#### DIRECTIONS
Instruction for the data below: set down exactly the lines from the line with "Locate a point on each instance of the interior" to the line with "Locate a point on each instance of the white door shown", inclusive, and no others.

#### DATA IN THIS EXERCISE
_ _ _ _

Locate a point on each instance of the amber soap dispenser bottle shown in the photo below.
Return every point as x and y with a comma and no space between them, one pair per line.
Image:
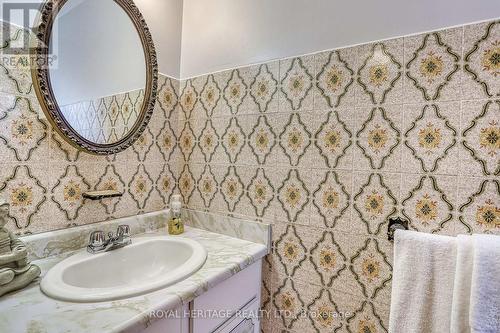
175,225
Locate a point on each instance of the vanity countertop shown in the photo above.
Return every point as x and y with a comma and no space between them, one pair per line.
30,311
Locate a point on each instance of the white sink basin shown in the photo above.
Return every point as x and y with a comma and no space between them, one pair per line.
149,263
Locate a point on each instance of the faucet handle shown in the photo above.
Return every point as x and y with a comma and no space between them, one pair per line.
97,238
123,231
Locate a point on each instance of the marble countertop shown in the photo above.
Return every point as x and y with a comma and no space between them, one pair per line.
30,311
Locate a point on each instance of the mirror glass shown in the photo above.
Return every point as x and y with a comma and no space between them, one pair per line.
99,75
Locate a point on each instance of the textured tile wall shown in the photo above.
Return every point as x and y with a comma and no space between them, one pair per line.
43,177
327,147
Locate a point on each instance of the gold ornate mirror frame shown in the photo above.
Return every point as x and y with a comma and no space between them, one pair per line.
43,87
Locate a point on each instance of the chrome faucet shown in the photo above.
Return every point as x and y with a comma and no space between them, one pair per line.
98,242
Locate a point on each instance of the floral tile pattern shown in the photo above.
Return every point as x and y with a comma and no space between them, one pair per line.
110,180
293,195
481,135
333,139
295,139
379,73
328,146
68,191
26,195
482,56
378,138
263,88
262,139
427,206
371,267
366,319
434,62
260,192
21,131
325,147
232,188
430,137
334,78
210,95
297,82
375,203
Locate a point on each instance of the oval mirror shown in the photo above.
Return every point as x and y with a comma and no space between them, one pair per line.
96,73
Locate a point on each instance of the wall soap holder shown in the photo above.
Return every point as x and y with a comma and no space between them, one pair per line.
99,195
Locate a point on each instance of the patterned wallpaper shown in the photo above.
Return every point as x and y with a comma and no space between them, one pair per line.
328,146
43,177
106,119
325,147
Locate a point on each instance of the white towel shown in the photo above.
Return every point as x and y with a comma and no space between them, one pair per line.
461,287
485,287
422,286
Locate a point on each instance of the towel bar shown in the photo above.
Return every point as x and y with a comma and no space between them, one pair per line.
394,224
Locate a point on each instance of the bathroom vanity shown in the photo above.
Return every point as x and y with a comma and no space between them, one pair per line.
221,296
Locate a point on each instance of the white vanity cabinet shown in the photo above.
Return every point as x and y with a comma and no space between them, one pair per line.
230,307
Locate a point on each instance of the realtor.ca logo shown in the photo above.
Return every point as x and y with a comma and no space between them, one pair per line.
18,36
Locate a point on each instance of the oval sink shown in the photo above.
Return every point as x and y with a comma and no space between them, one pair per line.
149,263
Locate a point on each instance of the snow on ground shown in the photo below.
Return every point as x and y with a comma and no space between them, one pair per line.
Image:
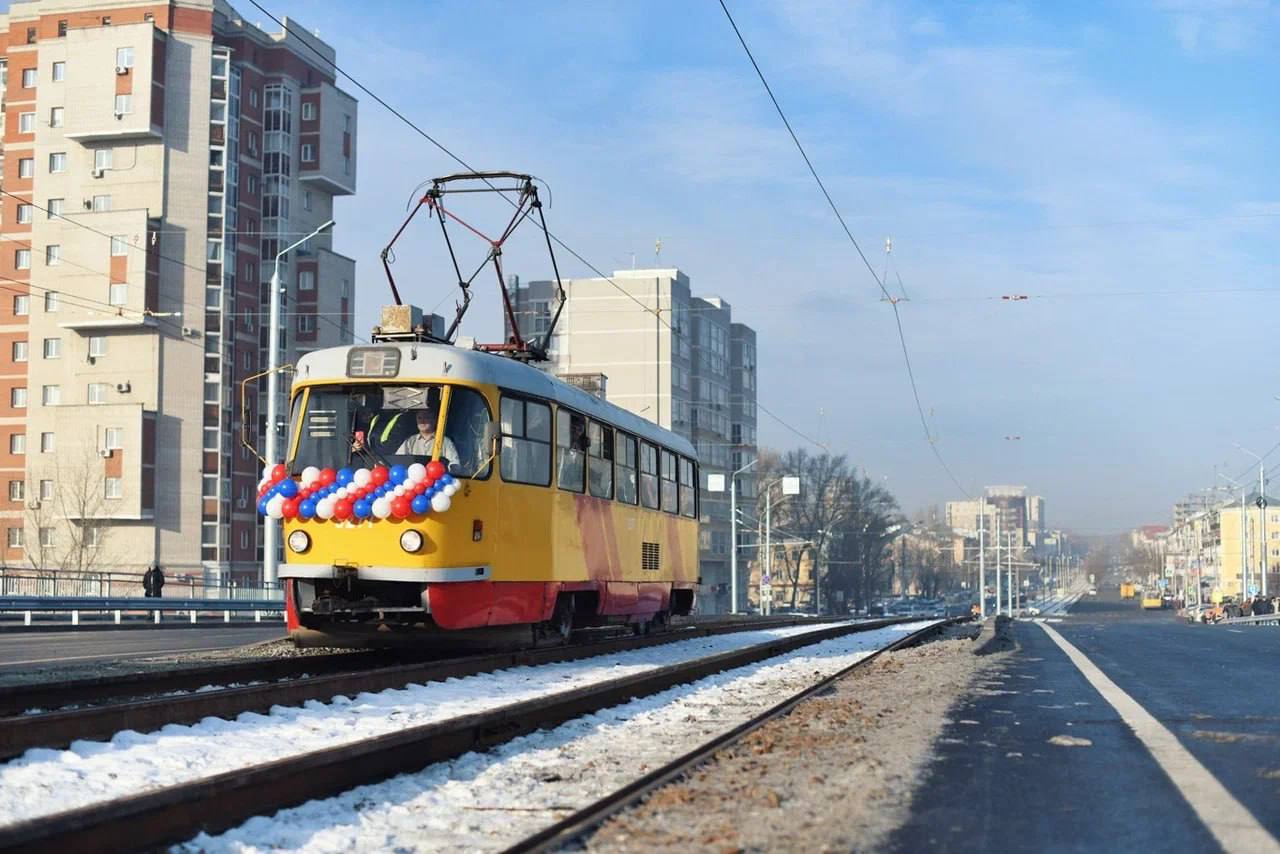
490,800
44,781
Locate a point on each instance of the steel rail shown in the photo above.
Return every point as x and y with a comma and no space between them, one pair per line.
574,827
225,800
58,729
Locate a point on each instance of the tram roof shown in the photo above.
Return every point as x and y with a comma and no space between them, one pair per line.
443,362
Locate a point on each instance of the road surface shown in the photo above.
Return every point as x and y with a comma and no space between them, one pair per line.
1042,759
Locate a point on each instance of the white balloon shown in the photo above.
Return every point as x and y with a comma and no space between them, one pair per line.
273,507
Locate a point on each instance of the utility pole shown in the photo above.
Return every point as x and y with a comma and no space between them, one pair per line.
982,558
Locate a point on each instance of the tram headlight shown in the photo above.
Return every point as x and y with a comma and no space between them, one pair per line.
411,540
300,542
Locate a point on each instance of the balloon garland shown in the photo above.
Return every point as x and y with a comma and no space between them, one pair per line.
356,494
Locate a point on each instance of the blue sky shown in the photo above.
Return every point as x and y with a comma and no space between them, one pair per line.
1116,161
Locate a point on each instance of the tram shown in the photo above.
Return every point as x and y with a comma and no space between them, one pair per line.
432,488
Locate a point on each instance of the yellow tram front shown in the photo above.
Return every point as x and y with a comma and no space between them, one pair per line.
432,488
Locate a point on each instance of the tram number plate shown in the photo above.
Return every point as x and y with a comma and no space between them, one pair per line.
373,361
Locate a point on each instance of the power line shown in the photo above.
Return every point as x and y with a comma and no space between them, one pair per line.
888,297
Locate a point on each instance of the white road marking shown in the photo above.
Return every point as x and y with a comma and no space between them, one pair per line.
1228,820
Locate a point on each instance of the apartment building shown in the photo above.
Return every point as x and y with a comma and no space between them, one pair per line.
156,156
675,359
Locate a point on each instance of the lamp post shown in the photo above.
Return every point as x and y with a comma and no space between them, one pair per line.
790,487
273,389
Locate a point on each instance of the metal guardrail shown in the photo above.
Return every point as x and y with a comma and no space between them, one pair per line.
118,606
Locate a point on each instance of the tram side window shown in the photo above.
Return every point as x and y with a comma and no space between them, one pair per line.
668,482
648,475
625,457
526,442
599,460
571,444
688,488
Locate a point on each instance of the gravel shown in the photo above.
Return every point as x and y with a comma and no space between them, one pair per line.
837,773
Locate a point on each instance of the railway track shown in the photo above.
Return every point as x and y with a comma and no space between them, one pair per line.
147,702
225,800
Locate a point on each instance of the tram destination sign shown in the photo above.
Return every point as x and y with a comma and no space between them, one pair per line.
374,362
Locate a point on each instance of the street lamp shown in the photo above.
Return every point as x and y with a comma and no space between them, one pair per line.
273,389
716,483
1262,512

_ _ _ _

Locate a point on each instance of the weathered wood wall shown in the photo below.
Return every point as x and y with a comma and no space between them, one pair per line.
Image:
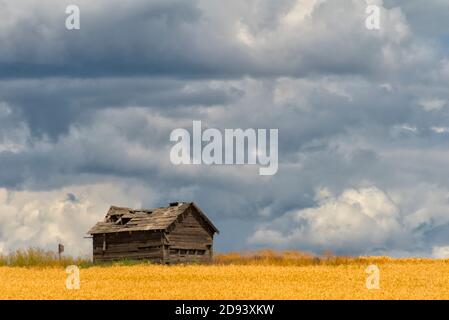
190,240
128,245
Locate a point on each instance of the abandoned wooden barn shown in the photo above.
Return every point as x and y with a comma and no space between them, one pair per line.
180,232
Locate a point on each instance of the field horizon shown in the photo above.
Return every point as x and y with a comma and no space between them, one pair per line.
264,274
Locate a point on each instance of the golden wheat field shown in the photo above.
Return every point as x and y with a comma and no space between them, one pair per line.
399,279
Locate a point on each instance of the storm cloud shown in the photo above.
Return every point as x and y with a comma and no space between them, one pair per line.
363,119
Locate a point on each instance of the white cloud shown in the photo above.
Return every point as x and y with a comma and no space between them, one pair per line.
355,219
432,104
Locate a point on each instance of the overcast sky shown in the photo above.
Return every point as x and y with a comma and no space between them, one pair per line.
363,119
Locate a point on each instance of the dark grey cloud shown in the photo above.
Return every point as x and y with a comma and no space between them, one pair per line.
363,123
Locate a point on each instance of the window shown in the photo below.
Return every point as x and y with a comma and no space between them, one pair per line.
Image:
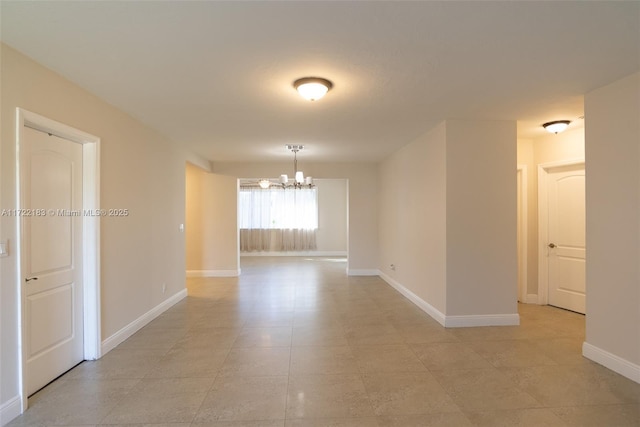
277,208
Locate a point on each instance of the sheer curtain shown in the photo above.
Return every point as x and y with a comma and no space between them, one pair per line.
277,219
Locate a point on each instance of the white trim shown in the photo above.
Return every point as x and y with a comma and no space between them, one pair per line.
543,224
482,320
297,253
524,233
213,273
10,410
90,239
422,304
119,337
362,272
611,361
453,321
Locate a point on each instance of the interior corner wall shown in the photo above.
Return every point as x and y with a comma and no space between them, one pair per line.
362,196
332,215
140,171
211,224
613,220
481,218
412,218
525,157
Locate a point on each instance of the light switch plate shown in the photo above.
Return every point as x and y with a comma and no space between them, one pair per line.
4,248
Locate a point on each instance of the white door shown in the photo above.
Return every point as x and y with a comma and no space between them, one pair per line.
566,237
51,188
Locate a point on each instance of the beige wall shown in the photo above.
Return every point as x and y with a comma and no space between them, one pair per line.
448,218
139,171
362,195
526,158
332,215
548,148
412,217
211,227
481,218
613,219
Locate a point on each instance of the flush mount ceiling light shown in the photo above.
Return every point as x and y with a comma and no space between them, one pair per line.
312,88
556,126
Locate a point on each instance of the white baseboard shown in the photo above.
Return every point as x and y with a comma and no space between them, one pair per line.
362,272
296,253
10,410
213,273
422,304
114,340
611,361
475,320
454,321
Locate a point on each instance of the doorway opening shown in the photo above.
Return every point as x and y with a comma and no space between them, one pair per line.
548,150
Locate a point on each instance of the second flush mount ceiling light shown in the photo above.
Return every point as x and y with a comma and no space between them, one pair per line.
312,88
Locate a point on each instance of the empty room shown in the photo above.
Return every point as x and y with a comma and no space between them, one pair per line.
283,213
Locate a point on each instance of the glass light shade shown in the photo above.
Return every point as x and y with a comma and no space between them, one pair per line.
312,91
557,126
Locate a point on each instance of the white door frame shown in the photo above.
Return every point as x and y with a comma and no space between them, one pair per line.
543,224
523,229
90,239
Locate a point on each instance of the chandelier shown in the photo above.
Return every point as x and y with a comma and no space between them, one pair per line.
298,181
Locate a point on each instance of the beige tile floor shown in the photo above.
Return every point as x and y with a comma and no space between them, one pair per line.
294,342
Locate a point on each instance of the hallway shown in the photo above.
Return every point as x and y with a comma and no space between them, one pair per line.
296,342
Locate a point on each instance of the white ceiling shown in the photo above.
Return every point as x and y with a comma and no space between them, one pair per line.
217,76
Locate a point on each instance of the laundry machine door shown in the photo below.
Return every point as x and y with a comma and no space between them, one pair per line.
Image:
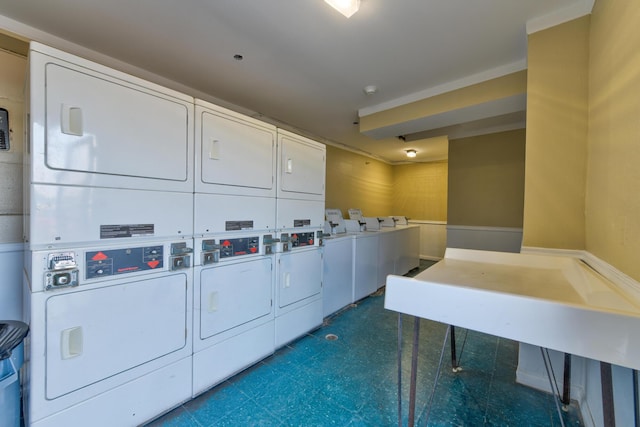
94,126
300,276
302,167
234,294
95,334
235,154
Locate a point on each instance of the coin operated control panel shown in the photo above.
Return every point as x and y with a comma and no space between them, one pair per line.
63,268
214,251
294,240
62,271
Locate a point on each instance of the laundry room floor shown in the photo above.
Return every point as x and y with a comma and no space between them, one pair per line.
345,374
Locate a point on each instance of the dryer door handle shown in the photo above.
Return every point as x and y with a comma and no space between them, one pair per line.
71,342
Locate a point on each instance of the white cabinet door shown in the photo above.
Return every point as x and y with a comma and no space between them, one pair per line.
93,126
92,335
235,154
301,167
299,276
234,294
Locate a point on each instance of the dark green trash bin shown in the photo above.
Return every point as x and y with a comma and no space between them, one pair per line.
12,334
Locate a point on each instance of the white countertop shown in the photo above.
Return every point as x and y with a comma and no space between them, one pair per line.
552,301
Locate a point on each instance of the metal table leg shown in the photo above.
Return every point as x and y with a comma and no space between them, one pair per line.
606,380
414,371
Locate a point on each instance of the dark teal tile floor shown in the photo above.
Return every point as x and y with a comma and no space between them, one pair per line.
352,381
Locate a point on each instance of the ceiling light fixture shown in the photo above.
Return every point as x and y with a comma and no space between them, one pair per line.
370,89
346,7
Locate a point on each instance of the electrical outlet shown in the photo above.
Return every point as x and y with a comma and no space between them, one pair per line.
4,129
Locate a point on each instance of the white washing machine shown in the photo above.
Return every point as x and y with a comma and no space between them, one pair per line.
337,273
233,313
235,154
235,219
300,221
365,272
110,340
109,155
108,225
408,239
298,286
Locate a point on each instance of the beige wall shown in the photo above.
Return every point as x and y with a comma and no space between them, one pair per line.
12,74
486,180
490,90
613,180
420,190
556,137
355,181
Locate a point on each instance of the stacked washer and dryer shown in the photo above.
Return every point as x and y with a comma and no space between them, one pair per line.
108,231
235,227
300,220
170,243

_ _ _ _

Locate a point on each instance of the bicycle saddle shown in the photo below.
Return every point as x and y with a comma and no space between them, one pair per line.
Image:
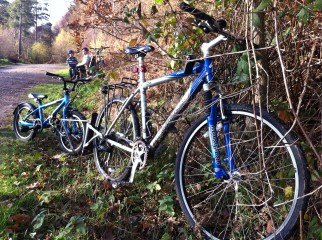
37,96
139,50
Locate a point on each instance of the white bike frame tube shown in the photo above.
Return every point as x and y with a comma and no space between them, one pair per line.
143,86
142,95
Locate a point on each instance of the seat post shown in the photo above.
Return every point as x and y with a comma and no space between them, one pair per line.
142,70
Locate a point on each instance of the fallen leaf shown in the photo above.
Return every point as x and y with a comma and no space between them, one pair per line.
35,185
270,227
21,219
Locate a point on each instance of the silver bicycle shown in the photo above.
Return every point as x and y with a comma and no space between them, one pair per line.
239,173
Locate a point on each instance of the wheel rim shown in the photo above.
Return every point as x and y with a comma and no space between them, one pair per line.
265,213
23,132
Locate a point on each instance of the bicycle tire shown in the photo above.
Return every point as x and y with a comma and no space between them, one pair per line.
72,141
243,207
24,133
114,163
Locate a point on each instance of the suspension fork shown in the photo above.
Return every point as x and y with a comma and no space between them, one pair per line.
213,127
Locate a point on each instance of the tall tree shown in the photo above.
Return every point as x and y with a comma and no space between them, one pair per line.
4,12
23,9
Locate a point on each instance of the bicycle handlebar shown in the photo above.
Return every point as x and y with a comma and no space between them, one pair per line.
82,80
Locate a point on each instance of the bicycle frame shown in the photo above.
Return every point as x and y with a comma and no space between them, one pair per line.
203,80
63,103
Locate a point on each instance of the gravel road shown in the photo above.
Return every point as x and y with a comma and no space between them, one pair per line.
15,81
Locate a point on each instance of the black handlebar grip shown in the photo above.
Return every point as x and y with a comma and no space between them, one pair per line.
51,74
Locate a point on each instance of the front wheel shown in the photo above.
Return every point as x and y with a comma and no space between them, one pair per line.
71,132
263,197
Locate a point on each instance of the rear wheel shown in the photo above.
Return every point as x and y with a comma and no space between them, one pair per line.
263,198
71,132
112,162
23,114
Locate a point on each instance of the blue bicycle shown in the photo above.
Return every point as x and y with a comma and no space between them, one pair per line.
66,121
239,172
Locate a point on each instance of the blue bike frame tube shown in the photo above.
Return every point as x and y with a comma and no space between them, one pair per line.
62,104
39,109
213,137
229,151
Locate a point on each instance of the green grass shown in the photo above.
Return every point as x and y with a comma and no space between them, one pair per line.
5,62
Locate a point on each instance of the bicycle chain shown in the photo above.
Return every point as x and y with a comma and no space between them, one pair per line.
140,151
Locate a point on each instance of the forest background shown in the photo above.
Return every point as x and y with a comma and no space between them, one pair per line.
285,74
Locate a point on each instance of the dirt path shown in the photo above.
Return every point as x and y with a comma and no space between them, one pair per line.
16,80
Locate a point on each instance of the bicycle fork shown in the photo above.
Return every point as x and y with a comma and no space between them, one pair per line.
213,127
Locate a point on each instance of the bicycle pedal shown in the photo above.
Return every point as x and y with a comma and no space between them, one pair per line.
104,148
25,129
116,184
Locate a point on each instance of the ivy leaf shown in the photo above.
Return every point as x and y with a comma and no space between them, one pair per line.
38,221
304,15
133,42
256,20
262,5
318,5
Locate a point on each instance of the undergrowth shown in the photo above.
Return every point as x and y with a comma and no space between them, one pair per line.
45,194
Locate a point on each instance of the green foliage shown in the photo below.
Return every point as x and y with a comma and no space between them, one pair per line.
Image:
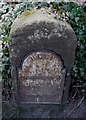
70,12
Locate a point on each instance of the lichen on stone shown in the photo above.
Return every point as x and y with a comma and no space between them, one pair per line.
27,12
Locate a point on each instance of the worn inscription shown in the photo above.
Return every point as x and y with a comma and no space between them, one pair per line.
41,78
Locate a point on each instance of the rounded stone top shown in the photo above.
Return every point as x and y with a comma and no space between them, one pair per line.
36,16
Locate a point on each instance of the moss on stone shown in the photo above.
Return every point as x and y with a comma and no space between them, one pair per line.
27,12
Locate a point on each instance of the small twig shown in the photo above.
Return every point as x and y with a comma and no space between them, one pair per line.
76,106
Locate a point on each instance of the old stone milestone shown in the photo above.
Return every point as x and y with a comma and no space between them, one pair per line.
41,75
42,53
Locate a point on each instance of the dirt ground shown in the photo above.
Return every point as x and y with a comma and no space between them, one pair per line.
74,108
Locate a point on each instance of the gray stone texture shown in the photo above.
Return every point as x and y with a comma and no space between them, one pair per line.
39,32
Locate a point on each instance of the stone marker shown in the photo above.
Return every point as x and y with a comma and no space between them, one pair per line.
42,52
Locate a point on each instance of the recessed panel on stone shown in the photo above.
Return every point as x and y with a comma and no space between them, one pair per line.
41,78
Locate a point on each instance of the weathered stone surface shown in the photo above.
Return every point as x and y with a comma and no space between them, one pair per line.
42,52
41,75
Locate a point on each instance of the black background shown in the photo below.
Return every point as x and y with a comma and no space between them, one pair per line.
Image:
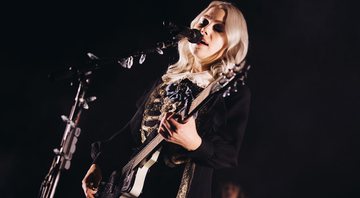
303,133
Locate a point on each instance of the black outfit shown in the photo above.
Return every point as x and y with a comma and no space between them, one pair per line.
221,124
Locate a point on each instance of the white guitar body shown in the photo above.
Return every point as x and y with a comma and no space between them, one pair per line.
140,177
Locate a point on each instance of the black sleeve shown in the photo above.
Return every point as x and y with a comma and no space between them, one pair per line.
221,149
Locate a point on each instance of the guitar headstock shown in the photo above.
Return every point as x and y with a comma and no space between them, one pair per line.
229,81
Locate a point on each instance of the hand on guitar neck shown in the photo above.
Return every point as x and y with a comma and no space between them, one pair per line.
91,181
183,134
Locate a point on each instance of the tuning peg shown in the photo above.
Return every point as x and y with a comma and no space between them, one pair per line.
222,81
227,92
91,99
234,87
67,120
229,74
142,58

_ _ _ _

#### SOLUTION
Locate a point on each instance of the interior corner wall shown in the photo above.
Return every point as x and y with a comma and no space between them, one pair per line.
362,196
332,215
140,171
211,224
613,220
481,218
412,218
525,157
Locate a point on each instance of the light switch plate shown in the photo above.
Return every point as x and y with a comma and no space between them, one pair per line.
4,248
Locate a point on each instance of the white door shown in the photo above.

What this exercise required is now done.